# Assigned task 1
Write out the part of the passage on skin cancer and quality of life that begins at the words "Non-melanoma skin cancer" and stops after "basal cell carcinoma.".
# Assigned task 2
Please extend the passage on skin cancer and quality of life, picking up right after its last sentence.

Non-melanoma skin cancer and actinic keratosis may have an adverse impact on patients’ quality of life, according to a study conducted by Philipp-Dormston et al, Hautzentrum Köln (Cologne Dermatology), Germany, and colleagues. Published in the Journal of the European Academy of Dermatology and Venereology, the study was based on patient-reported health outcomes, which indicated these skin cancers should be “diligently treated to preserve and restore quality of life.”

Researchers carried out a prospective, cross-sectional, German-wide multicenter study, recruiting 1,184 patients between October 2015 and February 2016. The patients, who had non-squamous cell carcinoma, basal cell carcinoma, and/or actinic keratosis, were treated at 29 local medical centers. More than three-quarters had actinic keratosis, and about half had basal cell carcinoma.

Questionnaires asked patients to rate aspects such as mobility and self-care on a range from “no problem” to “extreme problems.” The questionnaires also included a visual analog scale categorizing current health on a scale from 0 being the worst to 100 being the best. Clinicians supplemented the data with information on diagnosis, treatments, and number of lesions.

Collected data entries:
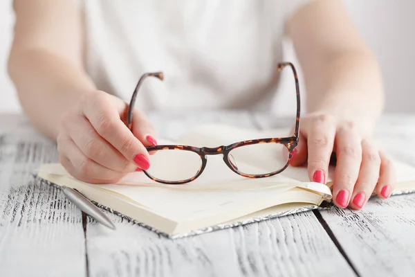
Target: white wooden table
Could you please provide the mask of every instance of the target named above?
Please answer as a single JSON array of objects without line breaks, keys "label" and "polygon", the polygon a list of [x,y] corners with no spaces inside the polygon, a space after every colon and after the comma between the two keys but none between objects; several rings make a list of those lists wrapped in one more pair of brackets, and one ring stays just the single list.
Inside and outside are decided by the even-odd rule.
[{"label": "white wooden table", "polygon": [[[286,123],[237,111],[150,118],[173,138],[205,123]],[[415,116],[385,116],[376,136],[415,166]],[[415,195],[171,240],[109,213],[118,229],[107,229],[35,179],[33,170],[57,161],[55,149],[24,117],[0,114],[0,276],[415,276]]]}]

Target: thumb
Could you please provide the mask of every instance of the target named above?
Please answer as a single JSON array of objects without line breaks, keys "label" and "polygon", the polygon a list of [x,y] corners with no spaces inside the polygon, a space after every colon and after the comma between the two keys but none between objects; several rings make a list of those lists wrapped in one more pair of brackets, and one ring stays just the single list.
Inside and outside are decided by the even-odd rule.
[{"label": "thumb", "polygon": [[293,157],[290,165],[300,166],[307,161],[307,138],[300,134],[297,147],[293,150]]}]

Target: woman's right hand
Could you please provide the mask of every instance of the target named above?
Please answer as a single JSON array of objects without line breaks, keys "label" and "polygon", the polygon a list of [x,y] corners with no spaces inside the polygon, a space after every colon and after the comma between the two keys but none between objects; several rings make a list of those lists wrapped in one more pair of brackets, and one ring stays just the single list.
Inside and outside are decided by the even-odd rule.
[{"label": "woman's right hand", "polygon": [[68,172],[93,184],[113,183],[127,173],[147,170],[145,146],[156,132],[145,116],[133,112],[133,132],[122,119],[127,105],[104,91],[84,94],[62,118],[57,138],[59,161]]}]

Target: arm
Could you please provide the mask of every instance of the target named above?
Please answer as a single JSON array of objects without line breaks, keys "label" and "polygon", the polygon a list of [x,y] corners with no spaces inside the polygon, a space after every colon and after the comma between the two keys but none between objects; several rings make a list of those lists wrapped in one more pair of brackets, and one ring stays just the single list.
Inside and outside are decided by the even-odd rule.
[{"label": "arm", "polygon": [[62,116],[95,89],[84,71],[80,14],[73,0],[15,0],[8,71],[24,111],[56,139]]},{"label": "arm", "polygon": [[381,76],[341,0],[311,0],[293,15],[287,30],[308,93],[308,114],[291,164],[306,162],[310,179],[325,183],[334,152],[338,206],[360,209],[374,190],[387,198],[394,169],[371,137],[384,105]]},{"label": "arm", "polygon": [[314,0],[288,25],[304,71],[309,112],[342,114],[374,125],[384,93],[378,62],[340,0]]},{"label": "arm", "polygon": [[95,89],[82,66],[75,0],[15,0],[15,39],[8,62],[24,112],[57,141],[59,161],[89,183],[113,183],[147,170],[145,146],[155,132],[134,111],[132,132],[121,120],[126,104]]}]

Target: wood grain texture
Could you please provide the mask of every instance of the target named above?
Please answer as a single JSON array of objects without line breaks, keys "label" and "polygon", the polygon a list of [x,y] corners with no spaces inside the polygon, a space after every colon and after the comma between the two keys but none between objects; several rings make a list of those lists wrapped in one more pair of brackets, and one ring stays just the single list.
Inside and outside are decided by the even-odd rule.
[{"label": "wood grain texture", "polygon": [[82,215],[58,189],[35,179],[55,146],[21,116],[0,119],[0,276],[86,275]]},{"label": "wood grain texture", "polygon": [[[203,123],[255,124],[249,113],[150,119],[171,138]],[[90,276],[355,276],[313,213],[175,240],[109,215],[116,231],[87,224]]]},{"label": "wood grain texture", "polygon": [[[414,126],[414,116],[385,116],[376,136],[389,156],[415,166]],[[361,276],[415,275],[415,195],[375,197],[360,211],[321,213]]]},{"label": "wood grain texture", "polygon": [[107,213],[89,222],[90,276],[353,276],[313,213],[178,240]]}]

# Exercise response 1
Non-melanoma skin cancer and actinic keratosis may have an adverse impact on patients’ quality of life, according to a study conducted by Philipp-Dormston et al, Hautzentrum Köln (Cologne Dermatology), Germany, and colleagues. Published in the Journal of the European Academy of Dermatology and Venereology, the study was based on patient-reported health outcomes, which indicated these skin cancers should be “diligently treated to preserve and restore quality of life.”

Researchers carried out a prospective, cross-sectional, German-wide multicenter study, recruiting 1,184 patients between October 2015 and February 2016. The patients, who had non-squamous cell carcinoma, basal cell carcinoma, and/or actinic keratosis, were treated at 29 local medical centers. More than three-quarters had actinic keratosis, and about half had basal cell carcinoma.

# Exercise response 2
The investigators found that quality of life was strongly linked with the diagnosis of patients. Those diagnosed with actinic keratosis alone had a significantly higher mean (n = 78) on the EuroQol visual analog score (EQ-VAS) compared with patients with basal cell carcinoma (n = 74), squamous cell carcinoma (n = 72), and basal cell plus squamous cell carcinoma (n = 69; P < .050). Additionally, after the effects of disease progression were calculated, patients with actinic keratosis plus squamous cell carcinoma had a significantly lower mean on the EQ-VAS (n = 71) than patients with actinic keratosis alone (n = 78; P < .011).